:: 原文 ::

------------

シルバーの指輪のサイズ直し

銀はプラチナや金と同様の貴金属として扱われる高級素材です。

プラチナや金に比べると金額も低く、アクセサリーとしての需要が高い素材ですが、金属の中では重量あたりの単価も高額な部類にはいります。 シルバーはジュエリーやアクセサリーにする際には、純銀で製作することは非常に稀で、ほとんどがスターリングシルバーと呼ばれる92.5%の純度の銀を使用されます。 これは金製品同様、純銀も非常に柔らかく、傷がつきやすく変形もしやすい素材であるためです。 92.5%の銀に他の金属を合金させることで硬さを出し、傷や変形を防いでいます。 ちなみに92.5%が宝飾品として最も良い、と提唱して今なお使用されるいわゆる925、スターリングシルバーを生み出したのは、大昔、銀細工を扱っていたイギリスのスターリングさん(スターリング家)が由来という説が主流です。 なお、このスターリングシルバーは「925」と表記されたり「STARLING」や「Ag925」と表記されることもありますが、どの表記も正式な表記となります。 また、ヨーロッパ圏では銀製品は魔除けとして珍重されてきた歴史があるため、宗教具の1つとして代々譲り受けられることもあります。 ここではプラチナ製の指輪のサイズ直しについて、どの様な注意点や工程が必要となるかということを、説明していきます。

------------

:: データ抜粋 ::

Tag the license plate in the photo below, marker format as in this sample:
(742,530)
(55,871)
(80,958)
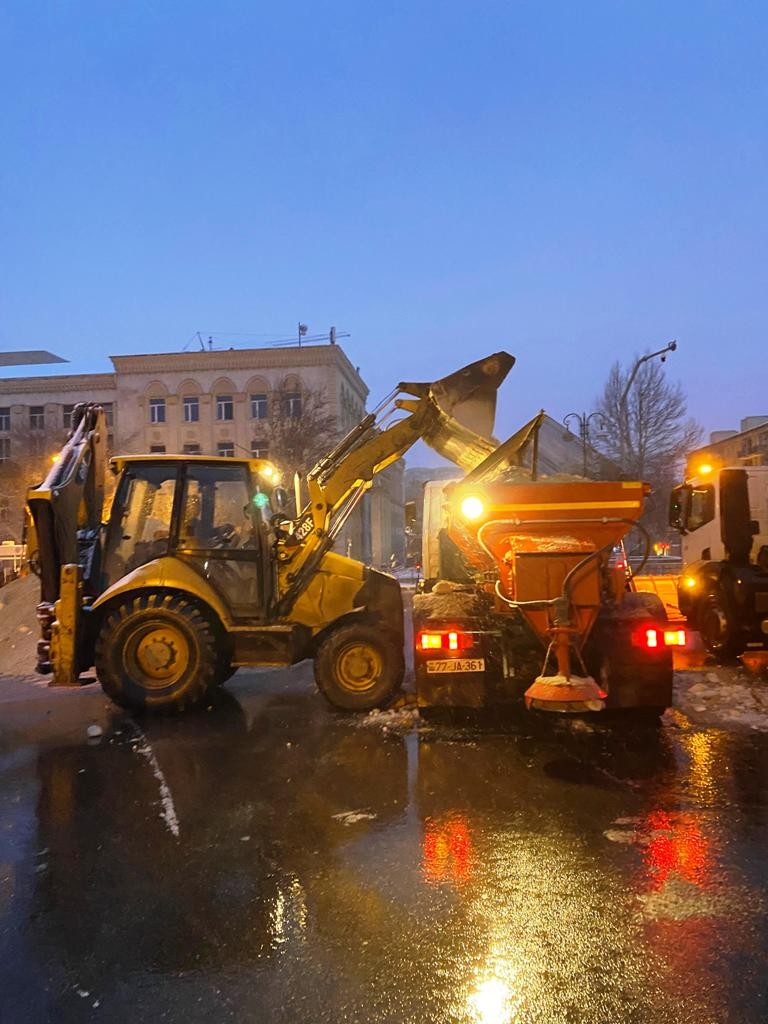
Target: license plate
(457,665)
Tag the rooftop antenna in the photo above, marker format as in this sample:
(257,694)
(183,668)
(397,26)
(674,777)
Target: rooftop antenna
(31,357)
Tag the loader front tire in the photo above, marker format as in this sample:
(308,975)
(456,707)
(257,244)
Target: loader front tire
(359,667)
(156,652)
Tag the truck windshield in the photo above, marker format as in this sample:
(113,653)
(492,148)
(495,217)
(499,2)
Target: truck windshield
(700,507)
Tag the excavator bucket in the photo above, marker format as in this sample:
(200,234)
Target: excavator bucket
(463,408)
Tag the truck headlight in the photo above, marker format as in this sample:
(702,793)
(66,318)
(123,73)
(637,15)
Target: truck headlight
(472,507)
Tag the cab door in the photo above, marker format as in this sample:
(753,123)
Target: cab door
(223,534)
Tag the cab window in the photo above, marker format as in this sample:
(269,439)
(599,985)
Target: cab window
(216,508)
(140,520)
(700,507)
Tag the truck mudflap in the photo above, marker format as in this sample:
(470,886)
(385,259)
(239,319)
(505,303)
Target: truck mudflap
(482,659)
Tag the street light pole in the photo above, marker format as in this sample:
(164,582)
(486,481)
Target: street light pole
(623,416)
(584,421)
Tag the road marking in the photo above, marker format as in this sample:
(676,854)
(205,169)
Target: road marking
(168,812)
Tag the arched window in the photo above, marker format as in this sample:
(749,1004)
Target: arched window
(223,391)
(291,397)
(157,393)
(258,398)
(189,392)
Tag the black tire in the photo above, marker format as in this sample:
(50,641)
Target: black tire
(720,637)
(156,652)
(359,667)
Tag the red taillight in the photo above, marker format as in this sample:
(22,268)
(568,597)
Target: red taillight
(674,638)
(448,640)
(652,638)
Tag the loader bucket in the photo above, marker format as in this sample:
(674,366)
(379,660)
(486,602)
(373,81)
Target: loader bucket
(463,410)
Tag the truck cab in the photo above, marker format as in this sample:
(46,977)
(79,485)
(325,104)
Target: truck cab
(722,515)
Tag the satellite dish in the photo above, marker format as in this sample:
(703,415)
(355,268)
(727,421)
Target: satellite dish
(29,358)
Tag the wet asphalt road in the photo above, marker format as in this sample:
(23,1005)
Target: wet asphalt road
(268,860)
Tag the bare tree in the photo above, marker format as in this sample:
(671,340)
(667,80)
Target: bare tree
(299,428)
(647,432)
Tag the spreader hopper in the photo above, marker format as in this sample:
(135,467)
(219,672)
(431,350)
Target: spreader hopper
(550,544)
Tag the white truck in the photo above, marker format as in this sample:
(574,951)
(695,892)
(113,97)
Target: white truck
(722,515)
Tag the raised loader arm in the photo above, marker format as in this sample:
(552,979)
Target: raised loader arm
(453,415)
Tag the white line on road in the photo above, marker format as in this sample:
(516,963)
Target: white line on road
(168,812)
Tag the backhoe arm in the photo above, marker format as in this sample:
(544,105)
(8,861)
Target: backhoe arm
(65,515)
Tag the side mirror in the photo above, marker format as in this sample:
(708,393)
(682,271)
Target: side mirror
(280,498)
(679,508)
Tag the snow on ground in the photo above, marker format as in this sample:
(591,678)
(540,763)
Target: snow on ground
(18,627)
(726,696)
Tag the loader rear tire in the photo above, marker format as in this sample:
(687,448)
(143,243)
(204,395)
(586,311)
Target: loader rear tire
(156,652)
(359,667)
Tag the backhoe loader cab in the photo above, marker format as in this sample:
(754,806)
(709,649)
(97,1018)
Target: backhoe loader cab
(198,570)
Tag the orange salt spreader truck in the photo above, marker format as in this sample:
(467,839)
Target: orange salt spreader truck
(520,599)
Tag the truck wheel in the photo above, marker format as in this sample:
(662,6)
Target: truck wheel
(718,634)
(358,668)
(156,652)
(638,687)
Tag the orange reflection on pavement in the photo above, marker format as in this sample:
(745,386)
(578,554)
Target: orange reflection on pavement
(448,851)
(677,845)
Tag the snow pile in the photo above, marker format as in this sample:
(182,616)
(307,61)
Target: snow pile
(725,696)
(18,627)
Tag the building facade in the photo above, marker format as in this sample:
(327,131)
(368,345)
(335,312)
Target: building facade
(745,446)
(226,402)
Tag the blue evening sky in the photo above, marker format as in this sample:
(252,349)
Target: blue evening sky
(571,181)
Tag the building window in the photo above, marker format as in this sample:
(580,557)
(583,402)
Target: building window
(292,404)
(224,407)
(192,409)
(157,410)
(259,407)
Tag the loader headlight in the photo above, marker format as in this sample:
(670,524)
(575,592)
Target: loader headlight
(472,507)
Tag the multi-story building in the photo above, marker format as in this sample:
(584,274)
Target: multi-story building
(233,401)
(745,446)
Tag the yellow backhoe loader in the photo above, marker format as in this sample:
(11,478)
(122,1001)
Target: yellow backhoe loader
(199,570)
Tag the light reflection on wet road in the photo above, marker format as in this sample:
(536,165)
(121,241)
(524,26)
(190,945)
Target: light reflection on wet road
(330,870)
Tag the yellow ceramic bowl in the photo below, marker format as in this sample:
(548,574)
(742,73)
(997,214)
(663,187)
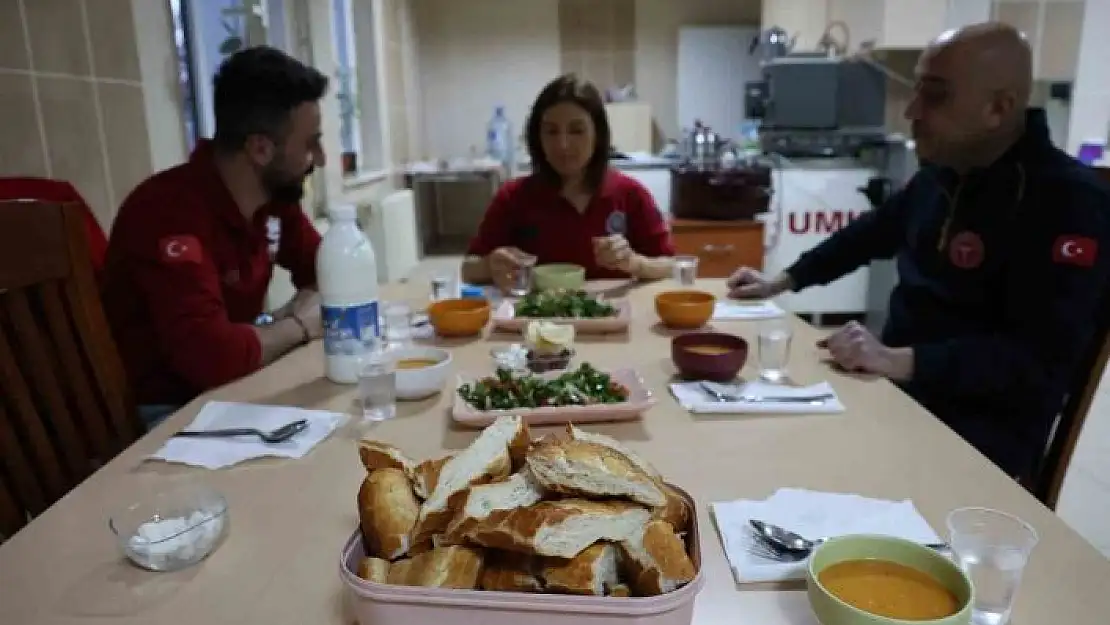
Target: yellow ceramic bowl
(458,318)
(830,611)
(558,275)
(685,310)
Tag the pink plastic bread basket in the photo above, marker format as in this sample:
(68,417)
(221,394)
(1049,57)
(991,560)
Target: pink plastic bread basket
(383,604)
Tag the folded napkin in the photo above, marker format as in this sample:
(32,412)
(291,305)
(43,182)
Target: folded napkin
(219,453)
(692,396)
(733,310)
(811,515)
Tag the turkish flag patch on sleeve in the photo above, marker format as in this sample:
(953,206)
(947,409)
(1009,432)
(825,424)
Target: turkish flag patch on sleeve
(179,249)
(1071,249)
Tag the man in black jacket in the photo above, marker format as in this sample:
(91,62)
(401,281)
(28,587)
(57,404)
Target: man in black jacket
(1002,243)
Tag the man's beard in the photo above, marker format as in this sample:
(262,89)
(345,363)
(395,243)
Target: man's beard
(281,188)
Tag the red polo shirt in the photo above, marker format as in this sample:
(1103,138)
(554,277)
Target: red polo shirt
(187,275)
(531,214)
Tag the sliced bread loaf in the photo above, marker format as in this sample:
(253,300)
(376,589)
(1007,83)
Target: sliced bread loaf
(558,528)
(656,560)
(589,470)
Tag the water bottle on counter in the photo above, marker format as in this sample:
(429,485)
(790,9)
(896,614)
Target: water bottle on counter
(500,139)
(346,274)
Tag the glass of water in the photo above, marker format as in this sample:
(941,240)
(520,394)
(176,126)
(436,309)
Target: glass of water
(377,392)
(992,547)
(774,345)
(397,319)
(522,278)
(686,270)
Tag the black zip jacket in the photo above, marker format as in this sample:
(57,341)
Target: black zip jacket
(1002,274)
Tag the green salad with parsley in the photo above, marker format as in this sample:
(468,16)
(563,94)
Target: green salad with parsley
(508,391)
(563,304)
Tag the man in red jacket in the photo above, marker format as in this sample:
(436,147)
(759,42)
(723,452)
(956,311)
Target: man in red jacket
(192,250)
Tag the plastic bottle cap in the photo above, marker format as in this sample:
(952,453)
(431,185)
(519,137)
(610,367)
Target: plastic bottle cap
(343,212)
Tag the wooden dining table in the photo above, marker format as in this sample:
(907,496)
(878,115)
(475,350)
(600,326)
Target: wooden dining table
(290,518)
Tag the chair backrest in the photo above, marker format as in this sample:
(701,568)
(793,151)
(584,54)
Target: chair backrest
(64,405)
(1058,457)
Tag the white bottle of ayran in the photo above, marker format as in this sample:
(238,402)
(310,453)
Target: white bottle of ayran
(346,274)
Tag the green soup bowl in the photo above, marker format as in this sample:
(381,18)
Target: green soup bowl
(558,275)
(831,611)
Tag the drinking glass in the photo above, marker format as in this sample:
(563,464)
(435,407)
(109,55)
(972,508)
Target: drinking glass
(774,349)
(397,319)
(992,547)
(522,279)
(686,270)
(377,391)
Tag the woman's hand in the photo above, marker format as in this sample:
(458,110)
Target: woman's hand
(504,263)
(615,253)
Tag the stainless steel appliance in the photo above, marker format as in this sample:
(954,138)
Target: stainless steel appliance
(813,104)
(899,163)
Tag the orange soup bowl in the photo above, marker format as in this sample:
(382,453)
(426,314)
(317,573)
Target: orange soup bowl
(708,355)
(458,318)
(685,310)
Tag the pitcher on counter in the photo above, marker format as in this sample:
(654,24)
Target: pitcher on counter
(574,208)
(1002,244)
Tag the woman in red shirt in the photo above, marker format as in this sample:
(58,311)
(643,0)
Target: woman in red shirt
(574,208)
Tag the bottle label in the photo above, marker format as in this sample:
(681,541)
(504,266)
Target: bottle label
(350,331)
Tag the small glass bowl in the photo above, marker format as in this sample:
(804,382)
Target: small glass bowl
(172,528)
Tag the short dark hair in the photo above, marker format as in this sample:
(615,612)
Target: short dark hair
(568,88)
(255,90)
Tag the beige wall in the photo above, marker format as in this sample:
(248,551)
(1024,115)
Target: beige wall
(473,54)
(80,93)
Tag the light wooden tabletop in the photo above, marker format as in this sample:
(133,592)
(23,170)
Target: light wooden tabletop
(290,518)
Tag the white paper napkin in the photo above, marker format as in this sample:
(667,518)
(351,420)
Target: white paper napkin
(811,515)
(218,453)
(692,396)
(732,310)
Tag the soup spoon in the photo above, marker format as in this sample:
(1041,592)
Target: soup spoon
(279,435)
(787,545)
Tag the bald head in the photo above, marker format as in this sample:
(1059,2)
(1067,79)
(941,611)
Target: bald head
(972,90)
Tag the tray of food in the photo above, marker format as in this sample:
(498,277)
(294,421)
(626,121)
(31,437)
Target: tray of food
(571,528)
(588,313)
(579,395)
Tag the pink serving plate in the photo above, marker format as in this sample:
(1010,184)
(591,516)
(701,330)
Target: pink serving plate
(505,319)
(639,400)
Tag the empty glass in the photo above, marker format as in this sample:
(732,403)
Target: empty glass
(992,547)
(774,349)
(377,392)
(686,270)
(522,278)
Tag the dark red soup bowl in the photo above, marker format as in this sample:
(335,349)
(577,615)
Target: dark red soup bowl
(708,355)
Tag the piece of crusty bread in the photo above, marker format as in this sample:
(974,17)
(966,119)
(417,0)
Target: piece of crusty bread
(376,454)
(446,567)
(374,570)
(425,474)
(592,572)
(621,591)
(612,443)
(589,470)
(387,510)
(677,512)
(511,572)
(487,459)
(518,491)
(656,560)
(558,528)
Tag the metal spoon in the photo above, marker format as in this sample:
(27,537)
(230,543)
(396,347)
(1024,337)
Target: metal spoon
(793,544)
(283,433)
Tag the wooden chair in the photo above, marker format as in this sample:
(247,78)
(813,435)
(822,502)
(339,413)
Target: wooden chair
(64,405)
(1049,480)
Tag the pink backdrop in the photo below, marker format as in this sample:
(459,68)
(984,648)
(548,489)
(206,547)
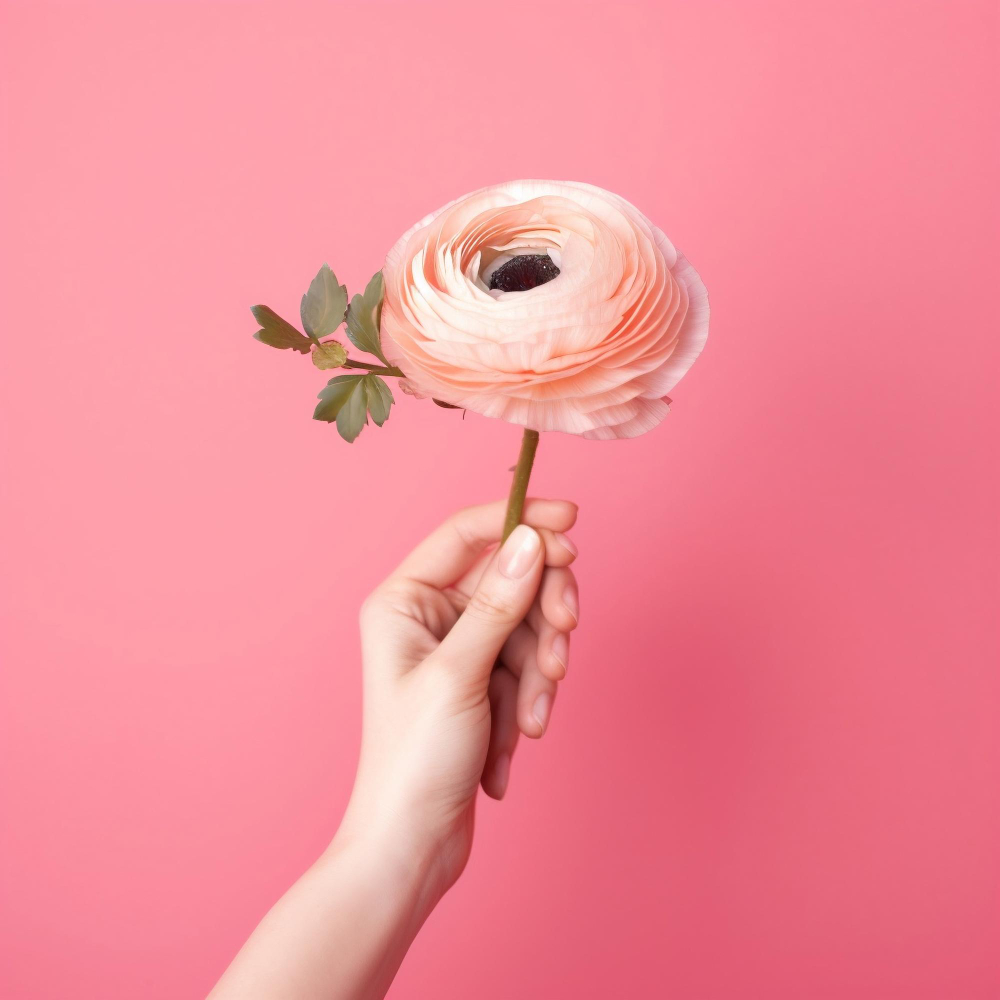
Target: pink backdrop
(773,769)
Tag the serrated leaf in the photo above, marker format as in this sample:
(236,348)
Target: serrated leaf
(277,332)
(353,414)
(324,305)
(332,399)
(329,355)
(364,318)
(379,398)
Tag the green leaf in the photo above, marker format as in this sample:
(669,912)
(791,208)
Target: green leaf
(329,355)
(324,305)
(379,398)
(277,332)
(364,319)
(338,390)
(353,414)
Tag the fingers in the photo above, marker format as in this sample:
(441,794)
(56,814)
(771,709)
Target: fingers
(553,616)
(453,548)
(503,732)
(505,592)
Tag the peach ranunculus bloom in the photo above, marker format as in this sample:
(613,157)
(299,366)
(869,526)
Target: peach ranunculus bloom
(593,350)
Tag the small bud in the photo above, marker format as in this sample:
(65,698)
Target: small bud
(329,355)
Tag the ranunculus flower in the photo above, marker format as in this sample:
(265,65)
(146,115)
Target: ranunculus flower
(586,333)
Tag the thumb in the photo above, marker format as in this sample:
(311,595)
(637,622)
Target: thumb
(501,600)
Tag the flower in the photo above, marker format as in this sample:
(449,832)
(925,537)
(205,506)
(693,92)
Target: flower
(550,304)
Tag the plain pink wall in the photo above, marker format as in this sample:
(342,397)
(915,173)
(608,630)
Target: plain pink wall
(773,770)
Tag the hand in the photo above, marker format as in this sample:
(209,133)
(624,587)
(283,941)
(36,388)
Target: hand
(463,647)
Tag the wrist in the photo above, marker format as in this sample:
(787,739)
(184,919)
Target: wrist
(405,865)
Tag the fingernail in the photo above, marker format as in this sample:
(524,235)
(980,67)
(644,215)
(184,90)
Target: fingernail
(501,774)
(519,552)
(572,602)
(543,705)
(560,650)
(565,542)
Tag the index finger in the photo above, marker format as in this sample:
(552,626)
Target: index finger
(453,548)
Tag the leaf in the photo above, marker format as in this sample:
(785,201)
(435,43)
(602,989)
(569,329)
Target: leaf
(329,355)
(364,319)
(353,414)
(277,332)
(324,305)
(338,390)
(379,398)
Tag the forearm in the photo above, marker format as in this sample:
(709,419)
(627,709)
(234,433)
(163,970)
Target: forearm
(341,932)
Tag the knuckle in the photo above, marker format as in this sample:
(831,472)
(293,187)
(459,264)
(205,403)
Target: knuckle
(492,608)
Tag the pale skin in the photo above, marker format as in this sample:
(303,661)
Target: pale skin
(463,648)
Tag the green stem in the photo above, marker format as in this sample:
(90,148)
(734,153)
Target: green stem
(378,369)
(519,486)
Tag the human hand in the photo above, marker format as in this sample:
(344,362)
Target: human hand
(463,648)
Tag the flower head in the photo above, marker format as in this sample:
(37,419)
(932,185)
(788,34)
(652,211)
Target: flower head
(550,304)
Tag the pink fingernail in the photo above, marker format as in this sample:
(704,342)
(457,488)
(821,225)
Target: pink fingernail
(565,542)
(560,650)
(572,602)
(543,705)
(501,774)
(519,552)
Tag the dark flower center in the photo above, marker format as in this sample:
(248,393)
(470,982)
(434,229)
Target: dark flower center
(524,272)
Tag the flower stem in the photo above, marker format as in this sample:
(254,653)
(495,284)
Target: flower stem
(378,369)
(519,487)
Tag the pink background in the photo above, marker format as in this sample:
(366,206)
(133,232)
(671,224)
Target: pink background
(773,770)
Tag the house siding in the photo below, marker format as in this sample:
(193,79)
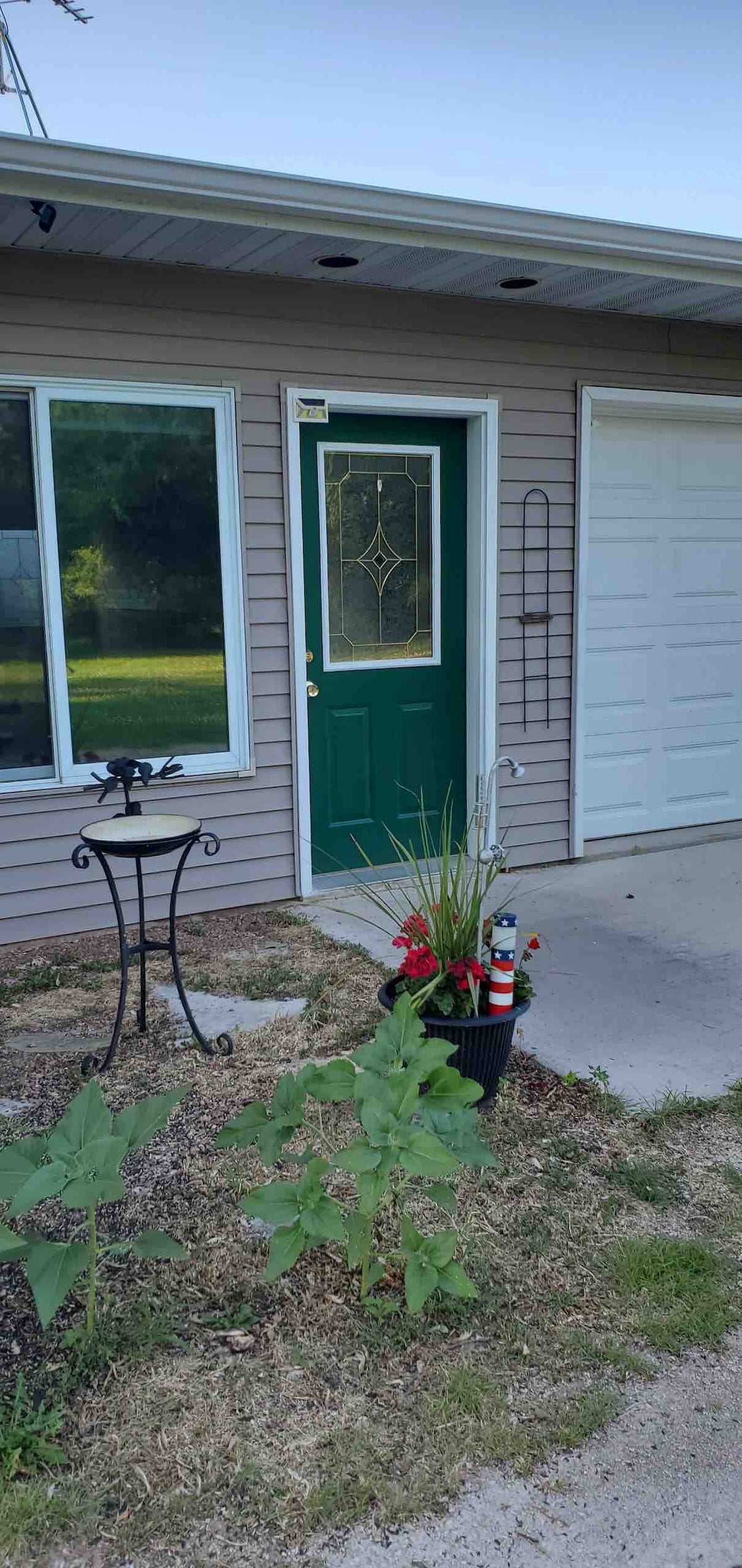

------------

原文を最初から最後まで、一字も変えずに書き写してください。

:: 解答 ::
シルバーの指輪のサイズ直し

銀はプラチナや金と同様の貴金属として扱われる高級素材です。

プラチナや金に比べると金額も低く、アクセサリーとしての需要が高い素材ですが、金属の中では重量あたりの単価も高額な部類にはいります。 シルバーはジュエリーやアクセサリーにする際には、純銀で製作することは非常に稀で、ほとんどがスターリングシルバーと呼ばれる92.5%の純度の銀を使用されます。 これは金製品同様、純銀も非常に柔らかく、傷がつきやすく変形もしやすい素材であるためです。 92.5%の銀に他の金属を合金させることで硬さを出し、傷や変形を防いでいます。 ちなみに92.5%が宝飾品として最も良い、と提唱して今なお使用されるいわゆる925、スターリングシルバーを生み出したのは、大昔、銀細工を扱っていたイギリスのスターリングさん(スターリング家)が由来という説が主流です。 なお、このスターリングシルバーは「925」と表記されたり「STARLING」や「Ag925」と表記されることもありますが、どの表記も正式な表記となります。 また、ヨーロッパ圏では銀製品は魔除けとして珍重されてきた歴史があるため、宗教具の1つとして代々譲り受けられることもあります。 ここではプラチナ製の指輪のサイズ直しについて、どの様な注意点や工程が必要となるかということを、説明していきます。